__How to complete this task__
How might the personal essay about what to tell a son about God go on after its final point about sending emails? Write the next part, picking up right after that last sentence.

__Excerpt__

= Beginning of Section =

Recently, my grandfather asked me “What kind of Jews are we? We don’t even know how to celebrate a Passover. Sweetie, do you feel Jewish at all?” I answered, “Yes. I do. You are Jewish and I’ve inherited your sense of humor. Therefore I am Jewish too. I laugh therefore I am …Jewish.” We laughed together.
What, I suppose, makes things even more interesting is that fact that I am married (happily, head over heels in love!) to a Turkish man whose relationship with God requires its own long thesis. What’s interesting though is that in naming our son, we used the Old Testament for references. After months and months of grueling debates we picked Adam to be our first son’s name. In the dictionary it said “This is the Hebrew word for a 'man'. It also literally means a "man" in Turkish. According to Genesis in the Old Testament Adam was created from the earth by God. A man of earth! What a message to the universe!
Well, all that is well and good. And being inquisitive, in a purely rhetorical kind of a way, is a healthy exercise, but it still didn’t bring me any closer to the original question. What will I tell my son about God? I had to begin somewhere. So, I started formulating my position on the whole “God question.” A sort of God 101:
- Jewish or not, God and I are on the first name basis, except I often imagine him to be George Burns, just like in the movie “Oh God”. So, I guess my God’s name is George?
- God and I have known each other for a long time. How do I know that? Well, for starters, we often understand each other without words. Sometimes it’s a breeze, sometimes it’s the subway train humming the first few notes from the “West Side Story”, sometimes it’s a white butterfly….Then, you know the feeling, you get comfortable with each other. You can voice your opinions knowing that you’ll be loved no less. So, I often voice my opinions…and they are not always pretty or even well thought out, sometimes they come with tears and begging. He always listens…
- I imagine that instead of, or maybe in addition to, to the houses of worship, God lives on the internet. Seriously. I mean, I know that he is everywhere (do I know that for sure?) But the World Wide Web (how else could it be?) is where he receives his messages from humans, from our souls.
- I regularly communicate with God through emails. Because I don’t know his exact email address (God@hotmail.com?) I send my messages to someone who loves me. The email system always delivers them promptly and even confirms with a nearly divine conclusiveness “Your message has been sent”

= End of Section =

__Extracted records__

= Beginning of Section =

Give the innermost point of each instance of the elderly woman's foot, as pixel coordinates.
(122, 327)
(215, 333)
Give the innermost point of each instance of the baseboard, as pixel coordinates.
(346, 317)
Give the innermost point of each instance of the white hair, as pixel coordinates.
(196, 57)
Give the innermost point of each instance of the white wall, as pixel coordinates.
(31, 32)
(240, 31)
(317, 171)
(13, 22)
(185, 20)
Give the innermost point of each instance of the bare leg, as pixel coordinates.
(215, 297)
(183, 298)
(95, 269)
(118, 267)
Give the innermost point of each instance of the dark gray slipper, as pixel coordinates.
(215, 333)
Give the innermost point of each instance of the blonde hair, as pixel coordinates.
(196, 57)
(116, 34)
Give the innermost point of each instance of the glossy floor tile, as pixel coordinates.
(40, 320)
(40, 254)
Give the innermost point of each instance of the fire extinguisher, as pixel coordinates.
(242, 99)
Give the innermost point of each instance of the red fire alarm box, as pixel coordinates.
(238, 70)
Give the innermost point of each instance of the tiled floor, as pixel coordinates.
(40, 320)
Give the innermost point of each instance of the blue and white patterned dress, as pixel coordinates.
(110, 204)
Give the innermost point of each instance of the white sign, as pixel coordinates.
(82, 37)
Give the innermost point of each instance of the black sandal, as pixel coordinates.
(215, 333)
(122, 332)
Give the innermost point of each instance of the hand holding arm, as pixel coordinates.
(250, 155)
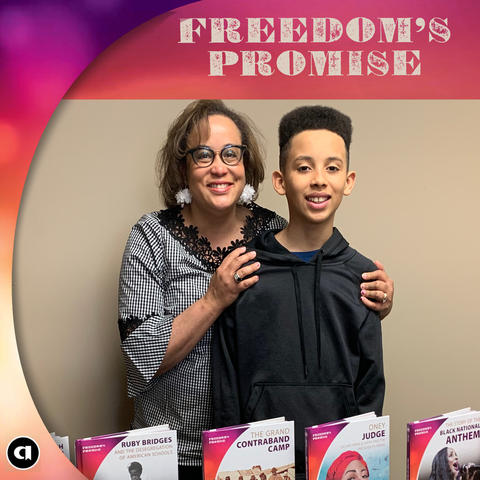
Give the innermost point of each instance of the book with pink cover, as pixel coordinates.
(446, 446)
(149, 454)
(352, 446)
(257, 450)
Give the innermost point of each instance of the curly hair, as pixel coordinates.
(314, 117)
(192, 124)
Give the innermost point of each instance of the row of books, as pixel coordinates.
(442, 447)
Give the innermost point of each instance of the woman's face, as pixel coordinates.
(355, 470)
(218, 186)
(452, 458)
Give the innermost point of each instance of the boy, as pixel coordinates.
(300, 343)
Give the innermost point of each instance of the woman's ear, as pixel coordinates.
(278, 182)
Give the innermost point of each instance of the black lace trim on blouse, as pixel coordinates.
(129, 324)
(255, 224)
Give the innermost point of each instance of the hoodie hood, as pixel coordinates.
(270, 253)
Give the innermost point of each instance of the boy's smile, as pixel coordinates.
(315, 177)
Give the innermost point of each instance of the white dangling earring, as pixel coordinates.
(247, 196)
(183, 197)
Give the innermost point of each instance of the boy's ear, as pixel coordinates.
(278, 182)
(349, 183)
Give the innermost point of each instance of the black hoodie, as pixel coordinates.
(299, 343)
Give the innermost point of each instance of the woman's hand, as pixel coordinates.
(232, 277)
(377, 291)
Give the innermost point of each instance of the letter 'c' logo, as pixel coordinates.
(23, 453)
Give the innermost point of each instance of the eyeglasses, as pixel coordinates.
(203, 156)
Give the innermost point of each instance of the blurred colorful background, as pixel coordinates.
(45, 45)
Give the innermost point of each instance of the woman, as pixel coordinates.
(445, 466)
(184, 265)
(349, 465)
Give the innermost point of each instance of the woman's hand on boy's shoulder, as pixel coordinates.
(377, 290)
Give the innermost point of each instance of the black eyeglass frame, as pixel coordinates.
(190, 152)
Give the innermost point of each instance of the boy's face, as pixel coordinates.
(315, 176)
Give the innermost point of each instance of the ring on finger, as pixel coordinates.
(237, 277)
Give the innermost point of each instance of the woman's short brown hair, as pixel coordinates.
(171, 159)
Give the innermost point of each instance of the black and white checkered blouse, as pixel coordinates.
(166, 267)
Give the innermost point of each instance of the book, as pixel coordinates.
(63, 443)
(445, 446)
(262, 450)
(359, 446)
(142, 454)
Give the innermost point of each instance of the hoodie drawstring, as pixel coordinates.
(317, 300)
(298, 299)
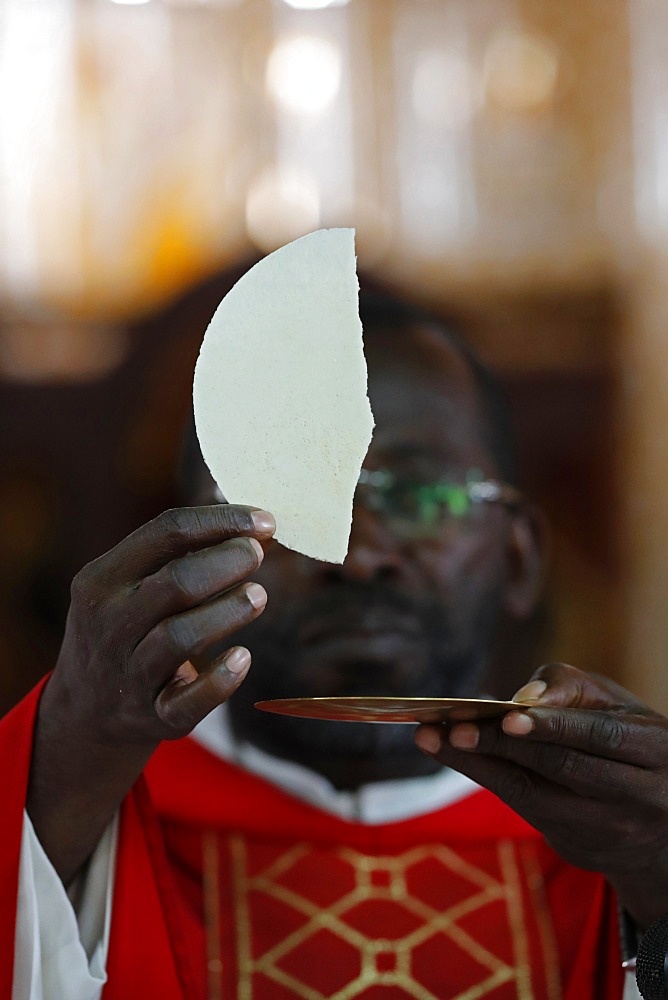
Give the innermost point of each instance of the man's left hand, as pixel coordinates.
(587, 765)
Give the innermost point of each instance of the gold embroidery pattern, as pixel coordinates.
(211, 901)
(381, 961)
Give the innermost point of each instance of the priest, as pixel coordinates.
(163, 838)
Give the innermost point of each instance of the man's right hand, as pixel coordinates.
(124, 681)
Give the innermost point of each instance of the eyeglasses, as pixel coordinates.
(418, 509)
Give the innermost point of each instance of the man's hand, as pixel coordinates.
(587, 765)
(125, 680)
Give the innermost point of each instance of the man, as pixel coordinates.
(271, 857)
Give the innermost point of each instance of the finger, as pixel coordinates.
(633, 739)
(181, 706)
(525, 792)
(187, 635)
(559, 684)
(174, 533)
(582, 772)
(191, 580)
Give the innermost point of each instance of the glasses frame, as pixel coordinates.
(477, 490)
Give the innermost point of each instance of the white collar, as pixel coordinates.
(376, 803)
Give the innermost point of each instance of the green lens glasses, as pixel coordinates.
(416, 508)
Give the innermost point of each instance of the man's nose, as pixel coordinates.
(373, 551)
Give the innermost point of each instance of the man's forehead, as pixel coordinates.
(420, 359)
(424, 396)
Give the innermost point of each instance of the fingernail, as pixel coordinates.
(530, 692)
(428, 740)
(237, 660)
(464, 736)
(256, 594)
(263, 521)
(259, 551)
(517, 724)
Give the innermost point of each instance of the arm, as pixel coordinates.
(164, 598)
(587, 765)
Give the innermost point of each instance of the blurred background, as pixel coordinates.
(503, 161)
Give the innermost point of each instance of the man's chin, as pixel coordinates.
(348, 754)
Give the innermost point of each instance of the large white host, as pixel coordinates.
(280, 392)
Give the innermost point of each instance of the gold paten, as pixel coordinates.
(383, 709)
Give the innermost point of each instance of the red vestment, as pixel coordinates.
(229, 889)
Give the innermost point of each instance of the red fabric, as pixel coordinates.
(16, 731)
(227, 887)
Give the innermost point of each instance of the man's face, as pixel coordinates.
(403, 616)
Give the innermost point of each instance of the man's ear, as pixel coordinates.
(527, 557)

= End of Section =

__Response__
- When it’s more urgent, or I am simply tired and desperate, I pray. There is a special place in my home where I stand on my knees and speak to God (in my mind’s eye God wears a baseball cap, has large glasses and barely noticeable all-knowing smile). That place is in my kitchen. It’s sacred. It’s by the oven.
- Sometimes I cry, then I always feel guilty about it. Sometimes my prayers are soft whispers. Sometimes I say “thank you”. Sometimes I just look up and say nothing at all. He always listens…
- Even after all the years of spiritual studies, I still get mixed grades on my spiritual exams. Let’s be honest, I often fail them miserably (the same way I failed ESL – English as a Second Language multiple times). Then I curse at myself, I scream inside. He is always patient. He always listens...
Me: “Hi sweetie, do you know what God is?”
Adam: “Yes! No! I don’t know, Mama, what is it?”
Me: “It’s too late now, but I’ll explain it to you tomorrow.”
Adam: “No, no, I want to know now!”
Me: “Okay, but you have to promise that you’ll always remember what I tell you”
Me: “God is love. The essence and the energy of love. Do you understand?”
Adam: “Yes Mama. I understand”. Thinking a moment. “Do you love me?”
Me: “Of course I love you. So much”
Adam: “Me too”, smiling sheepishly “Can we read five books tonight?”
Me: “No Adam two books and that’s it”
Adam: “No, at least four!”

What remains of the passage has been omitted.